Task brief
Please copy the rows below unchanged, from the line with "Someone flagged light" to the line with "[652,193,725,245]", including both of those lines.

Data listing

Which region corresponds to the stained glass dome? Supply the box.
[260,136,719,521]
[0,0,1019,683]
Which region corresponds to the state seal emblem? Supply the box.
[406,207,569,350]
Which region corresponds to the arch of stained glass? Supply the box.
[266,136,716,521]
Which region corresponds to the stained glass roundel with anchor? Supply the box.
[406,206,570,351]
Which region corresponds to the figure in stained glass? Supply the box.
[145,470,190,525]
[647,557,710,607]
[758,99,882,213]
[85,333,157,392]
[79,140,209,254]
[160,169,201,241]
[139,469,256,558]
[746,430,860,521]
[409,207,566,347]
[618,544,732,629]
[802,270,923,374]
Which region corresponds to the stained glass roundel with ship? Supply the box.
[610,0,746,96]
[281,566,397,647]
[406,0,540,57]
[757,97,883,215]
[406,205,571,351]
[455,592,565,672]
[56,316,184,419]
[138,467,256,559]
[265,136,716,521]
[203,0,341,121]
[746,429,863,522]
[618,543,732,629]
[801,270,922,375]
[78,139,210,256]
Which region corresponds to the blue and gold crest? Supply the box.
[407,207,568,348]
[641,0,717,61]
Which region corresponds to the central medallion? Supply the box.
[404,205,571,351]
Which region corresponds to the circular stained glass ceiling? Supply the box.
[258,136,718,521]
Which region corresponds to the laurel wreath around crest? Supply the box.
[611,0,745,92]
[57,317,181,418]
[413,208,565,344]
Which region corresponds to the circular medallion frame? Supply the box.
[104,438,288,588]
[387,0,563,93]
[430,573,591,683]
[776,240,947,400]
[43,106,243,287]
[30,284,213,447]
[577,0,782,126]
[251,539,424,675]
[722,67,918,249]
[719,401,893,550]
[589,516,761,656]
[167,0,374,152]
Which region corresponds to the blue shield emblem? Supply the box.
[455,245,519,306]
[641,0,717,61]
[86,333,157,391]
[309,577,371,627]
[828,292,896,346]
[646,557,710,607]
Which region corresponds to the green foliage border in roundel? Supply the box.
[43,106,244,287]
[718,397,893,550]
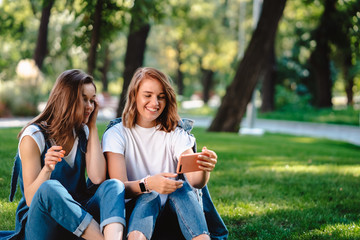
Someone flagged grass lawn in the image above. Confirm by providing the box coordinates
[0,125,360,239]
[180,105,360,126]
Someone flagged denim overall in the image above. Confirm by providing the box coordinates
[0,125,126,240]
[105,118,228,240]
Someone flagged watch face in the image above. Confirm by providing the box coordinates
[139,182,146,192]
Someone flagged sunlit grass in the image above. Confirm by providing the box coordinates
[0,125,360,239]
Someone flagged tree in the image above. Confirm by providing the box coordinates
[34,0,55,69]
[260,38,277,113]
[116,2,150,116]
[209,0,286,132]
[310,0,336,108]
[87,0,104,75]
[116,0,163,116]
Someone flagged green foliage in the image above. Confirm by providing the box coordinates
[275,85,311,111]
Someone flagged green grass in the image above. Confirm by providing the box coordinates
[258,107,360,126]
[180,106,360,126]
[0,126,360,239]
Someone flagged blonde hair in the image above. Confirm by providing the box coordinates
[18,69,96,145]
[122,67,180,132]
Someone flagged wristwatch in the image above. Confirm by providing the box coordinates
[139,178,147,192]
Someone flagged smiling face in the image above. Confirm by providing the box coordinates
[136,78,166,128]
[82,83,96,124]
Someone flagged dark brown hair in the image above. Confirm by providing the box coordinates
[122,67,180,132]
[18,69,96,145]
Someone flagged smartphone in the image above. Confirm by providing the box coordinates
[176,152,201,173]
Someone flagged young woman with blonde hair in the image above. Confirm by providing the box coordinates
[102,67,221,239]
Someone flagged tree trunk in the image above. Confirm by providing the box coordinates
[116,7,150,117]
[260,39,277,113]
[100,45,110,92]
[310,0,336,108]
[343,49,354,106]
[34,0,55,69]
[209,0,286,132]
[176,40,184,95]
[87,0,103,75]
[201,68,214,104]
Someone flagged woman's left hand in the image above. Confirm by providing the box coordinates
[197,147,217,172]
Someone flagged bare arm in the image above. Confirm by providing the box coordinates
[19,136,65,206]
[183,147,217,189]
[105,152,182,198]
[85,101,106,184]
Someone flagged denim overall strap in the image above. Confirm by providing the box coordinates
[104,117,122,133]
[9,153,21,202]
[9,126,51,202]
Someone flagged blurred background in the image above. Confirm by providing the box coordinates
[0,0,360,132]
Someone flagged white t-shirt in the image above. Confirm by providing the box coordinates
[102,122,195,204]
[18,125,89,167]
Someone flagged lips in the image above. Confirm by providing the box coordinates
[146,107,159,112]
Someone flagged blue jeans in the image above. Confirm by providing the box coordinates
[25,179,126,240]
[126,182,209,239]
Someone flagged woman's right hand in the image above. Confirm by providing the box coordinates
[146,173,183,194]
[44,146,65,172]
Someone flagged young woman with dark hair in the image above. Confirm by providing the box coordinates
[5,69,126,240]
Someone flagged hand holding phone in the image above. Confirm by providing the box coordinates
[176,152,201,174]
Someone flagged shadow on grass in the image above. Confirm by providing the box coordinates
[209,170,360,239]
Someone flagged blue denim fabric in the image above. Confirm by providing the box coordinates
[127,182,209,239]
[0,125,125,239]
[105,118,229,240]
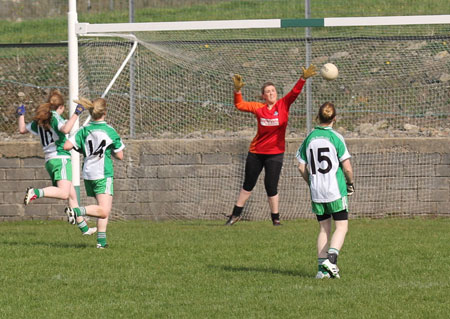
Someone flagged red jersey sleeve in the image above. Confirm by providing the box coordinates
[234,92,264,113]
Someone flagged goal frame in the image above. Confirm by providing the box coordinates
[68,0,450,205]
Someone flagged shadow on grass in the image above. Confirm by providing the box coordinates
[208,265,311,278]
[0,241,92,248]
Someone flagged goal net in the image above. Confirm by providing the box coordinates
[78,17,450,220]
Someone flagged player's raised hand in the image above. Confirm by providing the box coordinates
[75,104,84,116]
[347,183,355,196]
[233,74,245,92]
[16,104,25,116]
[302,64,317,80]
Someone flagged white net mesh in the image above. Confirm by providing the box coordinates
[79,25,450,219]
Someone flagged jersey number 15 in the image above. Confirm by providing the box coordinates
[309,147,332,175]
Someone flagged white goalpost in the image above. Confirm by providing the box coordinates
[69,0,450,220]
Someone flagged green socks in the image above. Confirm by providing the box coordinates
[317,258,328,273]
[97,232,106,247]
[33,188,44,198]
[78,219,89,233]
[72,207,86,217]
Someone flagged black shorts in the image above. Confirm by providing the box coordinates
[242,152,284,197]
[316,209,348,222]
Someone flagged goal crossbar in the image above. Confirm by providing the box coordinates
[75,15,450,35]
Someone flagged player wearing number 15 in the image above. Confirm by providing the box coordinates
[64,98,125,248]
[296,102,355,279]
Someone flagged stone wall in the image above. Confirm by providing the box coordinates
[0,138,450,221]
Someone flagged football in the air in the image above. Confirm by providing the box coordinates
[320,63,339,81]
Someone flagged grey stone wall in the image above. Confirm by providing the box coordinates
[0,138,450,221]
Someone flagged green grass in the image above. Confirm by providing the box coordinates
[0,218,450,318]
[0,0,450,43]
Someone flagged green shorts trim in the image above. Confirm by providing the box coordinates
[311,196,348,215]
[84,177,114,197]
[45,158,72,186]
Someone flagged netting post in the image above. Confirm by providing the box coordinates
[129,0,136,137]
[67,0,80,204]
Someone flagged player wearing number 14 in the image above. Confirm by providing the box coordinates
[297,102,355,279]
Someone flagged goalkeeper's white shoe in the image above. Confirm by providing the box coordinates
[316,270,331,279]
[64,207,77,225]
[83,227,97,236]
[322,259,341,278]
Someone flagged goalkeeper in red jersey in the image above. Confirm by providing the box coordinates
[225,65,317,226]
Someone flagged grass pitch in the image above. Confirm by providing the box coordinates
[0,219,450,318]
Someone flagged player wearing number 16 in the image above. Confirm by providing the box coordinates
[64,98,125,248]
[296,102,355,279]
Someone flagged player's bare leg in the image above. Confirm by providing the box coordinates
[316,218,331,279]
[267,194,281,226]
[95,194,112,248]
[323,220,348,278]
[225,188,252,226]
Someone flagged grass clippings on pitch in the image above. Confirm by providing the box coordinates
[0,219,450,318]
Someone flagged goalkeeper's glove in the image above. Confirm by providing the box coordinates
[302,64,317,80]
[16,104,25,116]
[347,183,355,196]
[75,104,84,116]
[233,74,245,92]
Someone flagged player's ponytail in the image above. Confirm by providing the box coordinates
[316,102,336,124]
[33,90,64,130]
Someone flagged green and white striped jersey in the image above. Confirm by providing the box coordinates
[69,121,125,180]
[296,126,350,203]
[26,111,70,162]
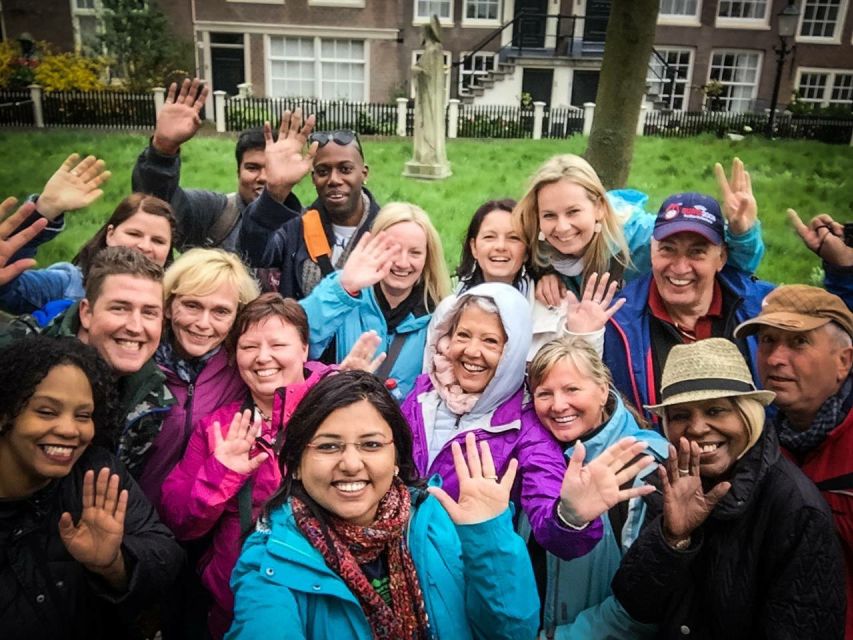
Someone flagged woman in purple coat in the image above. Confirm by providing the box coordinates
[402,283,651,559]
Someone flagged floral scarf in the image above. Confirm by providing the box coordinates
[291,478,430,640]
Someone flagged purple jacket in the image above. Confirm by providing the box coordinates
[139,349,246,517]
[401,374,603,560]
[160,362,333,638]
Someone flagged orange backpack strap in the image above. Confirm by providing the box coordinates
[302,209,334,276]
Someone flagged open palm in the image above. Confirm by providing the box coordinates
[59,467,127,570]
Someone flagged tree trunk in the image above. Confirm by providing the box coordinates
[585,0,660,189]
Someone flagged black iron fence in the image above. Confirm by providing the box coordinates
[643,111,853,144]
[225,98,397,136]
[0,90,35,127]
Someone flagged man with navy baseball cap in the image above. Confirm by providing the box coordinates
[604,193,772,420]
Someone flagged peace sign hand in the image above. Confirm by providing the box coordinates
[59,467,127,583]
[658,438,732,541]
[340,231,400,294]
[429,433,518,524]
[212,409,269,475]
[560,438,655,527]
[714,158,758,236]
[562,273,626,333]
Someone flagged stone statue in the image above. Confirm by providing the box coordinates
[403,16,450,179]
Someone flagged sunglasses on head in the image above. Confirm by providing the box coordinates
[308,129,364,159]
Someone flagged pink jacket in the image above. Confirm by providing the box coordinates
[161,362,332,638]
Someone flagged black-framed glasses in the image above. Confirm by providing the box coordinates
[308,129,364,160]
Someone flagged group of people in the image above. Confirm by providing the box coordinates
[0,80,853,640]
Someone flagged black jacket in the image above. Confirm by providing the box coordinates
[613,429,845,640]
[0,447,183,640]
[238,187,379,300]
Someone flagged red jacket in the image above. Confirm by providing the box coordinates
[783,407,853,640]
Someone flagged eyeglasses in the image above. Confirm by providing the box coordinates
[308,129,364,160]
[305,440,394,458]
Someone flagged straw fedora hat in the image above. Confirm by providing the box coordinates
[646,338,776,417]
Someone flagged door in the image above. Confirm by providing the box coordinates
[583,0,610,42]
[512,0,548,49]
[521,69,554,104]
[572,70,599,107]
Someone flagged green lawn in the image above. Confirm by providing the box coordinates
[0,130,853,282]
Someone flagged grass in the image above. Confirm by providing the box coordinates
[0,130,853,282]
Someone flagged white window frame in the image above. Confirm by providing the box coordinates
[794,0,849,44]
[705,49,764,113]
[264,34,370,102]
[409,49,453,103]
[646,46,696,111]
[658,0,702,27]
[794,67,853,107]
[462,0,504,29]
[457,51,499,95]
[714,0,773,31]
[412,0,455,27]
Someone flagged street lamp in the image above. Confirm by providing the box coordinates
[767,2,800,138]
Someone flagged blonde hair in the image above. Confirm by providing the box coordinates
[512,154,631,281]
[370,202,450,312]
[163,248,260,311]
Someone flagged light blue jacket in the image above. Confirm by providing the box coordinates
[226,489,539,640]
[299,272,432,402]
[543,390,668,640]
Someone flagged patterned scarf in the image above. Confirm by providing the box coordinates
[291,478,430,640]
[776,376,853,456]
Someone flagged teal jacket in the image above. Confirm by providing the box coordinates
[543,390,668,640]
[299,272,432,402]
[226,489,539,640]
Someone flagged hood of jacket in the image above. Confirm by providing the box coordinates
[427,282,532,416]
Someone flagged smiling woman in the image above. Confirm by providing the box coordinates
[0,336,183,639]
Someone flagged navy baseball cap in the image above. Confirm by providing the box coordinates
[652,193,725,245]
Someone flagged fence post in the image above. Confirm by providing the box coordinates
[533,100,545,140]
[213,91,228,133]
[583,102,595,136]
[151,87,166,116]
[447,98,459,138]
[397,98,409,138]
[637,105,648,136]
[27,84,44,129]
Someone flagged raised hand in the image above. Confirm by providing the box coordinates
[562,273,626,333]
[560,438,655,527]
[264,108,317,202]
[714,158,758,235]
[59,467,127,586]
[535,273,566,308]
[0,198,47,285]
[338,329,386,373]
[212,409,269,475]
[341,231,400,294]
[151,78,209,155]
[658,438,732,542]
[428,433,518,524]
[37,153,112,220]
[788,209,853,267]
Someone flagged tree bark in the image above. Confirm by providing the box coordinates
[585,0,660,189]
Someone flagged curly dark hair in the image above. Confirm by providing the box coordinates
[0,335,118,450]
[264,371,423,522]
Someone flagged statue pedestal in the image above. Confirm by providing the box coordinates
[403,160,453,180]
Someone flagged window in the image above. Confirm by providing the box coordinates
[646,49,693,111]
[799,0,845,40]
[269,36,367,102]
[708,51,761,111]
[459,51,498,94]
[717,0,767,20]
[415,0,453,23]
[797,69,853,108]
[465,0,501,22]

Correct result
Someone flagged light blue jacket in the image above. Confirm by providing the box coordinates
[226,489,539,640]
[299,272,432,402]
[543,390,668,640]
Someone flagged patterned scarf in the image above. Confirm by providing the box coordinates
[291,478,430,640]
[776,376,853,456]
Someone flagged teal jacket in the image above. Confirm by providing the box coordinates
[543,390,668,640]
[299,272,432,402]
[226,489,539,640]
Someone flagged hood of jacket in the image above. Confirm by providing the box coordinates
[427,282,532,416]
Someone flagged smiling woman in the image above. Confirm by providing the box coordinates
[0,336,183,639]
Someone flagged navy baseball cap in the image above. Confirm by providing the box coordinates
[652,193,725,245]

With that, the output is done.